READING PASSAGE
BEGIN

Opinion Op-Ed
Op-Ed

A better way to cure what ails us

Worried about overmedication? Undermedication is a bigger problem
A question from the CDC director: Are you taking the medications that could save your life?

Annual spending on healthcare in America totals nearly $9,000 per person, accounting for more than 17% of the U.S. economy. Yet, on some of the most basic medical interventions, we're failing.

Sometimes patients are overtreated, particularly with antibiotics and prescription opiates. But a problem that may be even bigger, from my vantage point, is undertreatment. Some highly effective medicines for potentially deadly conditions aren't being used nearly often enough.

Consider hypertension, which affects nearly one-third of American adults and contributes to more than 1,000 deaths every day. We know how to address high blood pressure. In addition to lifestyle changes (things such as decreasing sodium intake and increasing exercise), there are safe and highly effective drugs to treat the condition.

But all too often, people with high blood pressure aren't receiving these treatments that could save their lives. In some cases, doctors don't prescribe appropriate medications in correct dosages when they are needed. And even patients who receive appropriate prescriptions often don't receive the kind of follow-up monitoring essential to fine-tune treatment.

Patients share the responsibility. A third or more of the prescriptions written for medications to treat hypertension are never filled, and patients who do obtain the medicines often don't take them as prescribed. Those who start treatment sometimes stop if they experience unpleasant side effects rather than working with their doctors to find a medication regimen they can tolerate. Treating high blood pressure most effectively requires a team, which can include nurses, pharmacists and other health professionals, in addition to the doctor.

END

Records from a dataset
BEGIN

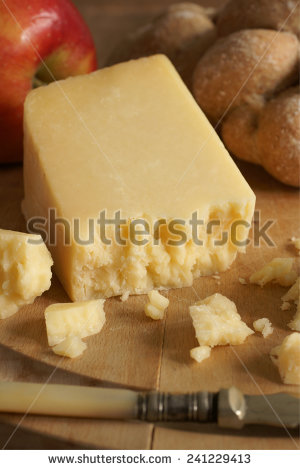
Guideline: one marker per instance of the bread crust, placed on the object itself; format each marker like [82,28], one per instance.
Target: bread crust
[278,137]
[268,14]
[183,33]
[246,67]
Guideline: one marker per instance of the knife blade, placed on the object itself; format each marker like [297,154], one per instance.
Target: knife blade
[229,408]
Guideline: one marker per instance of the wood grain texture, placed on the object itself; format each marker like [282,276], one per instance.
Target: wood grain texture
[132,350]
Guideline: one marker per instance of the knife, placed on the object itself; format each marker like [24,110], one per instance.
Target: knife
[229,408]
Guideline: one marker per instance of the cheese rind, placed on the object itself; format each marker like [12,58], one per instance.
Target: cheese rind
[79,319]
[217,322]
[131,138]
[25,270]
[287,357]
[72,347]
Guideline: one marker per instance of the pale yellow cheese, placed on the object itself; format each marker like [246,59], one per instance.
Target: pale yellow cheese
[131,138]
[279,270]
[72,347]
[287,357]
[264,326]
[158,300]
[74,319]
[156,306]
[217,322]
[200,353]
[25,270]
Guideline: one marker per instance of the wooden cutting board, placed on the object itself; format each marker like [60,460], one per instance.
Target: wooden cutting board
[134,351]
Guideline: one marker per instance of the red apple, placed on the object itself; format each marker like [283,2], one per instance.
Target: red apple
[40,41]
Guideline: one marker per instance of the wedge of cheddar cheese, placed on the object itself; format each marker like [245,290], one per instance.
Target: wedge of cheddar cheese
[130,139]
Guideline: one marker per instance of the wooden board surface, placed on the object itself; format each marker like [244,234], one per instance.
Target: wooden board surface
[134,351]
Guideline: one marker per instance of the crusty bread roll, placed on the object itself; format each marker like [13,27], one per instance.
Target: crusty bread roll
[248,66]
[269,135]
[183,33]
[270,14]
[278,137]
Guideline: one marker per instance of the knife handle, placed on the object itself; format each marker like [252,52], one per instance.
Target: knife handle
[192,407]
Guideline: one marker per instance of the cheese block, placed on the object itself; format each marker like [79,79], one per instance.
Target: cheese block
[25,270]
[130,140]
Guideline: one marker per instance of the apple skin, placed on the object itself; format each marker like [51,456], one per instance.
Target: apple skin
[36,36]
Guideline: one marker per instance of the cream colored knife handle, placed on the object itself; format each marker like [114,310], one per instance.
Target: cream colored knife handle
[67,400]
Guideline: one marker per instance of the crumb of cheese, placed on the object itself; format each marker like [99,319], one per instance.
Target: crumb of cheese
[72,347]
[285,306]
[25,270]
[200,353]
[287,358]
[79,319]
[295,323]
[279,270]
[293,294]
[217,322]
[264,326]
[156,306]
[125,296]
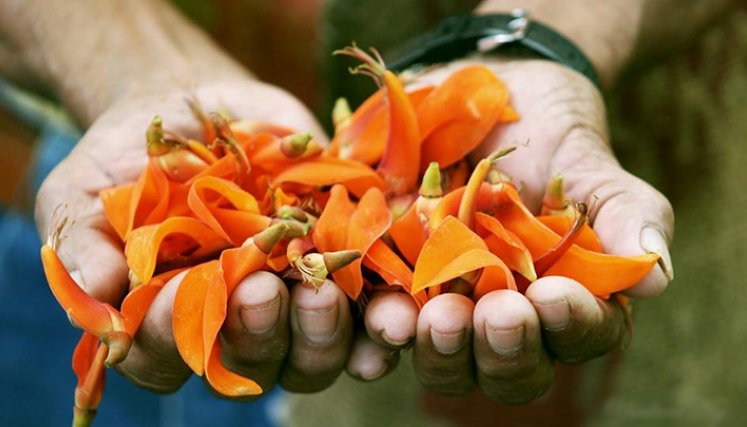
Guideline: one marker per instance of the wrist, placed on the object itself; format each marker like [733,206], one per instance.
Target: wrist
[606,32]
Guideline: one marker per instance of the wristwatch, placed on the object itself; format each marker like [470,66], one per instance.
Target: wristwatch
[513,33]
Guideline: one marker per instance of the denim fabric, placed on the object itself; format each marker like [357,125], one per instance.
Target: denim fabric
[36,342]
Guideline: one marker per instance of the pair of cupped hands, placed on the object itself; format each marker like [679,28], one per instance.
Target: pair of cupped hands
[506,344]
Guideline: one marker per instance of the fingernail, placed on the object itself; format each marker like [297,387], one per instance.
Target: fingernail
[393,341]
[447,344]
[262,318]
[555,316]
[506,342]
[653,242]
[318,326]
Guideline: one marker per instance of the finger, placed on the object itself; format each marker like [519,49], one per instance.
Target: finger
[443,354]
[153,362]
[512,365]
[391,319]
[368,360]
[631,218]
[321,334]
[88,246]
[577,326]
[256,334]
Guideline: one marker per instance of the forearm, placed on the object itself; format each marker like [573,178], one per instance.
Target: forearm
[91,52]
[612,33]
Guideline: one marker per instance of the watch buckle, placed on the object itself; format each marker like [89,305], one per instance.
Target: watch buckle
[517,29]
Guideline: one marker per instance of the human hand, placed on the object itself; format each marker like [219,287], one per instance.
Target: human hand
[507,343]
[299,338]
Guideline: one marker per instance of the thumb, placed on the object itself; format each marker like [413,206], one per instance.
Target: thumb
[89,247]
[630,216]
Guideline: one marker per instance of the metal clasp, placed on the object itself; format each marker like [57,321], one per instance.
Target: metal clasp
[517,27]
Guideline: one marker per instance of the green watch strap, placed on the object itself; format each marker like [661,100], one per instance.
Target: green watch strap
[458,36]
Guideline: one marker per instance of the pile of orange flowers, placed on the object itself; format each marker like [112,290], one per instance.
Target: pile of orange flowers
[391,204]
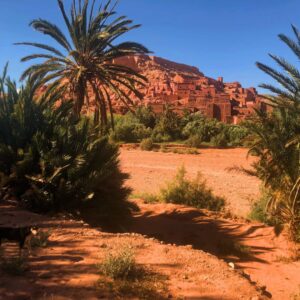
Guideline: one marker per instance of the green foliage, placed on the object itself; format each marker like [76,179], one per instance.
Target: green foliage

END

WHAT YOU HAVE TO DO
Decide whether each statement below agrees with the op-ed on undermedication, giving yes or no and quoting the words of the op-ed that settle it. 1. Hypertension affects nearly one-third of American adults. 2. Annual healthcare spending accounts for more than 25% of the U.S. economy. 3. A third or more of the prescriptions written for hypertension medications are never filled.

ANSWER SPACE
1. Yes: "Consider hypertension, which affects nearly one-third of American adults"
2. No: "accounting for more than 17% of the U.S. economy"
3. Yes: "A third or more of the prescriptions written for medications to treat hypertension are never filled"